Supplied text
┌──

Section 2. Waiver. Pursuant to Paragraph 9(b) of the Loan Agreement and solely with respect to the Proposed Acquisition, the Lender hereby waives (a) the requirement set forth in Paragraph 6(i)(i) of the Loan Agreement that Pledgor pledge of all of the Ownership Interests in each of the New Property Owners in favor of Lender, and (b) the requirement set forth in Paragraph 6(i)(ii) of the Loan Agreement that the provisions of the Property Loan Documents to which each of the New Property Owners is a party specifically permit and consent to the pledge of one hundred percent (100%) of the Ownership Interests in such New Property Owner in favor of Lender; provided, that not less than forty-nine (49%) of the Ownership Interests in each of the New Property Owners shall be pledged in favor of Lender pursuant to and in accordance with the terms of Paragraph 6(i) of the Loan Agreement, and all other provisions of Paragraph 6(i) of the Loan Agreement shall apply. For avoidance of doubt, this waiver shall apply solely with respect to the Proposed Acquisition and shall not apply to the acquisition of any Property or of any Property Owner after the date of this Amendment.
Section 3. Amendment to Schedules to Loan Agreement. Each of Schedule II and Schedule 5(d) to the Loan Agreement are hereby amended and restated in their entireties as set forth on Exhibit A to this Agreement.
Section 4. Conditions Precedent to Closing of Amendment. In addition to such other requirements as may be set forth in the Loan Documents, the Lender’s obligation to close this Amendment (the “Closing”), and to continue to make the Loan available, is subject to satisfaction of the following conditions:
(a) Executed Documents. Delivery to the Lender of a duly executed counterpart of (i) this Agreement from the Company, and (ii) the Pledge Agreement, as amended and restated as of the date hereof, from the Pledgor.

└──

Request 1
Answer these questions about the amendment text, each on its own line marked (a), (b), or (c):
(a) Under Section 2, what is the smallest share of the Ownership Interests in each New Property Owner that must still be pledged in favor of Lender?
(b) Which two schedules to the Loan Agreement does Section 3 amend and restate?
(c) From whom must the duly executed counterpart of the Pledge Agreement be delivered to the Lender?
Request 2
Reproduce the passage of the amendment text from "Section 3. Amendment" to "from the Pledgor." word for word.

Collected data
┌──

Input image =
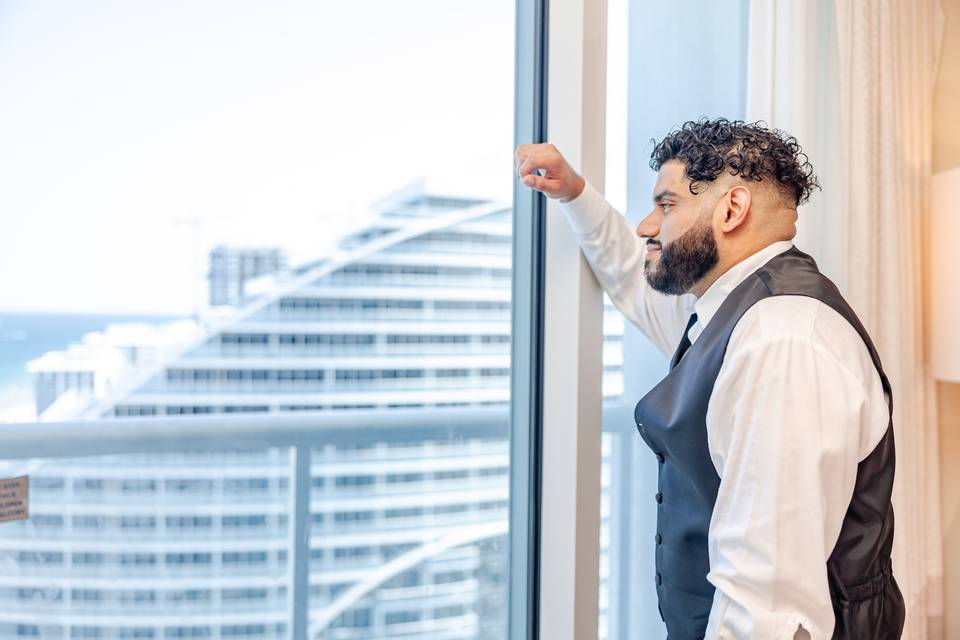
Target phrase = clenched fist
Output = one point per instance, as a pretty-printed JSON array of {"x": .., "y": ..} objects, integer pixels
[{"x": 557, "y": 180}]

└──

Task answer 1
(a) Not less than forty-nine percent (49%)
(b) Schedule II and Schedule 5(d)
(c) The Pledgor

Task answer 2
Section 3. Amendment to Schedules to Loan Agreement. Each of Schedule II and Schedule 5(d) to the Loan Agreement are hereby amended and restated in their entireties as set forth on Exhibit A to this Agreement.
Section 4. Conditions Precedent to Closing of Amendment. In addition to such other requirements as may be set forth in the Loan Documents, the Lender’s obligation to close this Amendment (the “Closing”), and to continue to make the Loan available, is subject to satisfaction of the following conditions:
(a) Executed Documents. Delivery to the Lender of a duly executed counterpart of (i) this Agreement from the Company, and (ii) the Pledge Agreement, as amended and restated as of the date hereof, from the Pledgor.